Only the lines from the start of the data through the one containing "positive clicks: (129, 409) (115, 316)" belong in your answer; return them exactly.

......

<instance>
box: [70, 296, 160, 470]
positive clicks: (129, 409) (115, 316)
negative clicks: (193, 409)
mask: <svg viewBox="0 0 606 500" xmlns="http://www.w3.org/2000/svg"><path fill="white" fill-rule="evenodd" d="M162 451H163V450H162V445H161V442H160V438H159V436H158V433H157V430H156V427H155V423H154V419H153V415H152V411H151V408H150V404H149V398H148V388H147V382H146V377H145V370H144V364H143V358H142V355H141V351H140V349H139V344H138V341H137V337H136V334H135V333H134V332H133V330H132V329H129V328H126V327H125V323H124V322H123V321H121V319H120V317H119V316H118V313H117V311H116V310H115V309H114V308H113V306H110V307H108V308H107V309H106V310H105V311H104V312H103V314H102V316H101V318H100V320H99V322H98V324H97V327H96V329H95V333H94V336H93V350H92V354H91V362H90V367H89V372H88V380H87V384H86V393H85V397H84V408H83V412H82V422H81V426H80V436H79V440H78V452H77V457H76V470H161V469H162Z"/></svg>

......

_Output of the task_:
<instance>
box: [70, 296, 160, 470]
positive clicks: (129, 409) (115, 316)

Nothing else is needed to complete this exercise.